[SOLVED] Inline assembly

vmelkon · 03-13-2024, 12:18 PM

Hello all,

I know that there are many choices in the world of programming ...
In my case, I have some code that I had written in Intel style for Microsoft VC++ 6. It uses 32 bit addresses. It uses some ordinary x86 instructions and also MMX at some places and SSE at some places.

On Linux, I use Qt Creator as my IDE. I think that underneath it, it uses the g++ compiler.

Step 1: I updated the code to use 64 bit addresses.
Step 2: There are more registers. So I did minor changes to use more registers.
Step 3: Compile the Intel code under Linux? Some people mention using a compiler flag for gcc. I did not do this.
Step 4: So, I learned AT&T style. I learned asm extended assembly for gcc and went ahead and converted from Intel Style to AT&T style. (Maybe I’m nuts?)
Step 5: That %0, %1, %2 stuff. Oh boy! Too late did I learn that it is possible to use labels.

MY MAIN QUESTION:
In my Intel style code, I have

Code:

addps xmm0, xmmword ptr[Global_NfloatArray]

where Global_NfloatArray is some float array.

In AT&T style

Code:

addps %0, %%xmm0;

where %0 represents Global_NfloatArray.
It compiles but doesn’t work.
I think it is because it copies the address to xmm0 instead of referencing the RAM pointed to by pointer Global_NfloatArray

So, I guess I need to write

Code:

addps (%0), %%xmm0;

but that doesn’t compile.

Another case:
In my Intel style code, I have

Code:

fld dword ptr[t1]
fld dword ptr[t1+4]

In AT&T style

Code:

fld %1; ?????????
fld %1+4;

where %1 is float t1[100]

I tried to learn by example but can’t find what I am looking for.
https://gcc.gnu.org/onlinedocs/gcc/Extended-Asm.html

vmelkon · 03-13-2024, 07:56 PM

After a week of searching, I found the solution.

> [Tasks to complete]:
- A) List every line of Intel-style assembly code that the inline assembly thread shows.
- B) Copy the part of the inline assembly thread that opens with the words containing "addps xmm0, xmmword" and closes with "but doesn’t work.", keeping every character unchanged.
The data entries are separate material, unrelated to the inline assembly thread.

Data entries:
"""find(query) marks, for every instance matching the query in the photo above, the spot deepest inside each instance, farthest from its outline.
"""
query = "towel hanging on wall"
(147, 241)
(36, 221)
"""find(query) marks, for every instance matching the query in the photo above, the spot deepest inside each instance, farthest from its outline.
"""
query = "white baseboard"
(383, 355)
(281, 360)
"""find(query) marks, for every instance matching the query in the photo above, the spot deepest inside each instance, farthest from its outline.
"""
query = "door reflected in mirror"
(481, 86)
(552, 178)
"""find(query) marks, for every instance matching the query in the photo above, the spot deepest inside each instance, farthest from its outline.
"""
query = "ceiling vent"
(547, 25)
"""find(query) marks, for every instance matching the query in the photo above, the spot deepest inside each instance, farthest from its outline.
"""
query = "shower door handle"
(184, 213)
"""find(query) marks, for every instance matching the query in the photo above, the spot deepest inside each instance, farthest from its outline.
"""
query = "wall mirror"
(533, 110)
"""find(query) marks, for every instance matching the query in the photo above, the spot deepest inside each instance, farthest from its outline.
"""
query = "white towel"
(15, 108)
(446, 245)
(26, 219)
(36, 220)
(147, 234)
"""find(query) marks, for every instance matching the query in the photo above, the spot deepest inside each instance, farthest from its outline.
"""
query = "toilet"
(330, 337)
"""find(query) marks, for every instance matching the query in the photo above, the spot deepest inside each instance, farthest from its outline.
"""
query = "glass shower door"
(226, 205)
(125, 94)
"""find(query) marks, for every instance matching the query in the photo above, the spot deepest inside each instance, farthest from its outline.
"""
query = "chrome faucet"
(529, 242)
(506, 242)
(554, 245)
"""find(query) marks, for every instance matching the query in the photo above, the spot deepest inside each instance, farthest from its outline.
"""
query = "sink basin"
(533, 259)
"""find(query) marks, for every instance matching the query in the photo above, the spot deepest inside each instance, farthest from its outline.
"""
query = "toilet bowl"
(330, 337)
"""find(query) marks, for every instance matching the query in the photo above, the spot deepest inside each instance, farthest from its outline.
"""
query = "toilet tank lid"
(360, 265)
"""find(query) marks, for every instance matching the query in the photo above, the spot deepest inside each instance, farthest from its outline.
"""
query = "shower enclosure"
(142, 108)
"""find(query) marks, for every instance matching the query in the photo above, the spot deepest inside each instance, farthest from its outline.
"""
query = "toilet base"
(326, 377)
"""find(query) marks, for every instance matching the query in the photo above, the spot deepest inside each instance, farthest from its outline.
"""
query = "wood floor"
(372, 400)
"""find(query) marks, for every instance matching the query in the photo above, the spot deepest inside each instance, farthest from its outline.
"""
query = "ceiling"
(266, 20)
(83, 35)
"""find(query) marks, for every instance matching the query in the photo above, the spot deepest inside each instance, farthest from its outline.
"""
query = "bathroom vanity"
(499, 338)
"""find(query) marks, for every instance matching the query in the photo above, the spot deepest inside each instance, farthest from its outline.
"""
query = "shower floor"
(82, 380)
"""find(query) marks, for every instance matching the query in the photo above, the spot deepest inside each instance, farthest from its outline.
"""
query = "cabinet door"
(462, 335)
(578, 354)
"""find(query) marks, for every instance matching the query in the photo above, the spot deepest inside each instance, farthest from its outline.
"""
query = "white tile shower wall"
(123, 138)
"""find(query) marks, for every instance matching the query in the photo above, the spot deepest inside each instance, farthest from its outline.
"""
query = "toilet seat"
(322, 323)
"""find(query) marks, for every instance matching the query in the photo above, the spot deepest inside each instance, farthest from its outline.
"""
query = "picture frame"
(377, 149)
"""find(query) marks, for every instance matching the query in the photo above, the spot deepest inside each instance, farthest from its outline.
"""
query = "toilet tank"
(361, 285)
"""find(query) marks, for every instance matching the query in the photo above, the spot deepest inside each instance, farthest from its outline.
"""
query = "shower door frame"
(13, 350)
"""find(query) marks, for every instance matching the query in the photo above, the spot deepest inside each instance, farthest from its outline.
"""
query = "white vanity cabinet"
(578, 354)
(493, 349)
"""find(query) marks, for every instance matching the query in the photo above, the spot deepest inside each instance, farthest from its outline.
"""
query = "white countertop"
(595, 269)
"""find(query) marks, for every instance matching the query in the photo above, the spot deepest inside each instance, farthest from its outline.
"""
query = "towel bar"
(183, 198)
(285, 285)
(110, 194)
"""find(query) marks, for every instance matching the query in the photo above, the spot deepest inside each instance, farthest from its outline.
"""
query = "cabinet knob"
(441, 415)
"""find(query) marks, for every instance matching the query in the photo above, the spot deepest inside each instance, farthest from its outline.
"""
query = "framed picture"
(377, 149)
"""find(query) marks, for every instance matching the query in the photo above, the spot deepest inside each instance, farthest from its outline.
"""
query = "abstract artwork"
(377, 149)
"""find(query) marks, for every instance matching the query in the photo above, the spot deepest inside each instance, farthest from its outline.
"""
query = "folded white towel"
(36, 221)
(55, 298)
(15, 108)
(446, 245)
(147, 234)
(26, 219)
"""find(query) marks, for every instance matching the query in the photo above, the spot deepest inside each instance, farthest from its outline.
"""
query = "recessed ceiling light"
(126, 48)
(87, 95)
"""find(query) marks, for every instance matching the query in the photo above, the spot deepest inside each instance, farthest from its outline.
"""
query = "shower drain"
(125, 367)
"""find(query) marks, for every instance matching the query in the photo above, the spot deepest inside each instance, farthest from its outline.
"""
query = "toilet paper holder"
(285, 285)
---
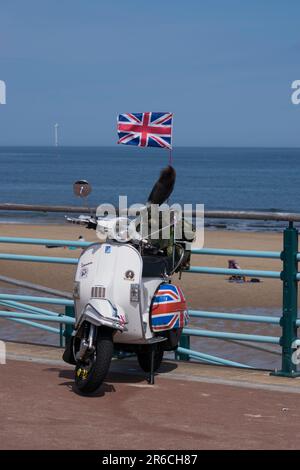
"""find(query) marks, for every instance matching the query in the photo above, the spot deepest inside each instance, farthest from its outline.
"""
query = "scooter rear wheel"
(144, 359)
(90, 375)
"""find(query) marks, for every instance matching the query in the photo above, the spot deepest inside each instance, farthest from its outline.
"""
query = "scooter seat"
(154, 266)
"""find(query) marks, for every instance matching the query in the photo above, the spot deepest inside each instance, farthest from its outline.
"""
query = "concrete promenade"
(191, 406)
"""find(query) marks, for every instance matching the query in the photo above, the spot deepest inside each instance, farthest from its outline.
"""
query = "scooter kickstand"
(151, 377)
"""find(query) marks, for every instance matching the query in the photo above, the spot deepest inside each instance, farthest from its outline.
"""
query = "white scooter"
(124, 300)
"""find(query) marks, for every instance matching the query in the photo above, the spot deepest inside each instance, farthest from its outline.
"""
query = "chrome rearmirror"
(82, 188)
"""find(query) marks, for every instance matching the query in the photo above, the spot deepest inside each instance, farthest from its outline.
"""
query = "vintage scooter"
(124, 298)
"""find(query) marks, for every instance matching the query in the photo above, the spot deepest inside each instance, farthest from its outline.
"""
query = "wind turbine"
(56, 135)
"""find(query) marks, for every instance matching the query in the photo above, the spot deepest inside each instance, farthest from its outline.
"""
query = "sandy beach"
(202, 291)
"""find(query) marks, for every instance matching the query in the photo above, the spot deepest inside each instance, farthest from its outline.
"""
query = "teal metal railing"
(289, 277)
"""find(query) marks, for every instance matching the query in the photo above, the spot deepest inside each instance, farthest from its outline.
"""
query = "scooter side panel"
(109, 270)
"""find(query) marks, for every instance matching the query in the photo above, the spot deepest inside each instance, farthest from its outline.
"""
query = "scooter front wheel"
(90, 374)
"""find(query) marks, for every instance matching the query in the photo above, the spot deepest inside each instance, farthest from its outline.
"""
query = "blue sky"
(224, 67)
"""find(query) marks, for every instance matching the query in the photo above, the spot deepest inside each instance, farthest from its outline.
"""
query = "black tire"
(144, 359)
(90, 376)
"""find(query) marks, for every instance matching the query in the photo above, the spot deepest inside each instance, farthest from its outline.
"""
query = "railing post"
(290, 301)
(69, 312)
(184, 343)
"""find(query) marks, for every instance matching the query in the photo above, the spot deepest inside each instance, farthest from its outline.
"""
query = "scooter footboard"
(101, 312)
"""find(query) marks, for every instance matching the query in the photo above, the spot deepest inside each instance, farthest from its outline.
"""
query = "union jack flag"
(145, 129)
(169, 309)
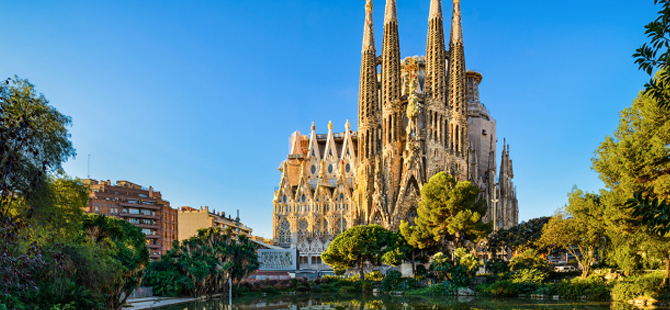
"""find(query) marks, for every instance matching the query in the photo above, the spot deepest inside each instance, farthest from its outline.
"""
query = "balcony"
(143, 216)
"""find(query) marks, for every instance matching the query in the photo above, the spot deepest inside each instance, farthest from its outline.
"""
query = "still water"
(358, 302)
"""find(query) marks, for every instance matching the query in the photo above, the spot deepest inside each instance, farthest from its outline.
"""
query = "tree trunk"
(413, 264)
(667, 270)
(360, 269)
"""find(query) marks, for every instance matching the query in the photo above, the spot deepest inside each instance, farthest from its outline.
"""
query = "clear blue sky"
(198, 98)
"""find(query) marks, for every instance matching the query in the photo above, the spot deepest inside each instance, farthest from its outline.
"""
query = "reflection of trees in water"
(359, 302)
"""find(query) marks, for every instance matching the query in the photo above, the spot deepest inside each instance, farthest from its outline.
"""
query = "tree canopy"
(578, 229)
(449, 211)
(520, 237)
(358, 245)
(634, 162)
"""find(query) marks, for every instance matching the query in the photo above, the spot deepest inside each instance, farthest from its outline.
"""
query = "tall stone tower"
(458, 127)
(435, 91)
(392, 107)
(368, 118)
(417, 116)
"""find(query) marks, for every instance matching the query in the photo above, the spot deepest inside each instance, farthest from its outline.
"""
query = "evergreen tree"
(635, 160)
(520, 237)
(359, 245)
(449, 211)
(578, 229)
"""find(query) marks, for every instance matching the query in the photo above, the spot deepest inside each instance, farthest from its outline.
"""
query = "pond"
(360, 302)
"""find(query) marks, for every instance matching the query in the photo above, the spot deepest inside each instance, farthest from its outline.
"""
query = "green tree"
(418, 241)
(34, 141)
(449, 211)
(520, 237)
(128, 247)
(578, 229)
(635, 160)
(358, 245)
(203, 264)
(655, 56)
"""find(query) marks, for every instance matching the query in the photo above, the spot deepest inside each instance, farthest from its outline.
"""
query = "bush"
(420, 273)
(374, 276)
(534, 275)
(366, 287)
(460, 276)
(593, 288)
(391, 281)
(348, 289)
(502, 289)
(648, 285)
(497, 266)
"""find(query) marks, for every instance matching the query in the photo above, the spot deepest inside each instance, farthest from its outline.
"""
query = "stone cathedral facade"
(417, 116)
* * *
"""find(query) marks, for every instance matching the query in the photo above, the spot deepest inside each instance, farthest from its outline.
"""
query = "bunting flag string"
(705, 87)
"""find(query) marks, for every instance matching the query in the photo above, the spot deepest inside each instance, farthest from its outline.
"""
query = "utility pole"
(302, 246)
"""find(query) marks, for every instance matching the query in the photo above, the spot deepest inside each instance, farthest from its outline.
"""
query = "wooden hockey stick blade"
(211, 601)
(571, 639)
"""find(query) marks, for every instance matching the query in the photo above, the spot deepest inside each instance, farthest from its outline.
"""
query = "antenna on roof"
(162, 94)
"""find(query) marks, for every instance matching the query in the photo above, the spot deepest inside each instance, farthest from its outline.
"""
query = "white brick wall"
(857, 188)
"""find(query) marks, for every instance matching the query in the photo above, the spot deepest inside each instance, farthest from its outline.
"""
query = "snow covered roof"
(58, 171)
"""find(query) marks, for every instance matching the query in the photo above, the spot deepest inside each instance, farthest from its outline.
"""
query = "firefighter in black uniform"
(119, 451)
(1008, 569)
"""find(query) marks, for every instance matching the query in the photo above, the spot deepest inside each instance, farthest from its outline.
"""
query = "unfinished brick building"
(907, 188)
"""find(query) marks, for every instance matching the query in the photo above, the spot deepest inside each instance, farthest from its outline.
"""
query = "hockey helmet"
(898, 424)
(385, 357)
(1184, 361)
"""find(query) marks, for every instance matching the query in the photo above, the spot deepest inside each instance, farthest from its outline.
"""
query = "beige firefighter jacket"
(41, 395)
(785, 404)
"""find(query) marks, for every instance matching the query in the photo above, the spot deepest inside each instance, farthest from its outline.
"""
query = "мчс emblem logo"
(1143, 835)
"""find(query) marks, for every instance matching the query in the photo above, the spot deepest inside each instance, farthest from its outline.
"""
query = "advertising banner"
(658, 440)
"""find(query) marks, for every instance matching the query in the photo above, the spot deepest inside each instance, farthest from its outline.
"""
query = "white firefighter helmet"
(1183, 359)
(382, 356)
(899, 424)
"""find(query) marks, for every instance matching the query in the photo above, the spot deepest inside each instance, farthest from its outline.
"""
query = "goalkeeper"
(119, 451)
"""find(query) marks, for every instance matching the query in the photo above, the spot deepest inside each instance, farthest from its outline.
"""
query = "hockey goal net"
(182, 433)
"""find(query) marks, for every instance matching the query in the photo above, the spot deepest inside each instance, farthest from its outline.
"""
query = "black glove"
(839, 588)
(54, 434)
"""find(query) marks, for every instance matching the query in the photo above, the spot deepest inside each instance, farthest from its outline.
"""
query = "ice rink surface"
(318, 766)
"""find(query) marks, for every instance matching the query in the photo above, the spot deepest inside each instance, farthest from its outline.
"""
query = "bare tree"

> [Completed exercise]:
- A)
addps xmm0, xmmword ptr[Global_NfloatArray]
fld dword ptr[t1]
fld dword ptr[t1+4]

- B)
addps xmm0, xmmword ptr[Global_NfloatArray]

where Global_NfloatArray is some float array.

In AT&T style

Code:

addps %0, %%xmm0;

where %0 represents Global_NfloatArray.
It compiles but doesn’t work.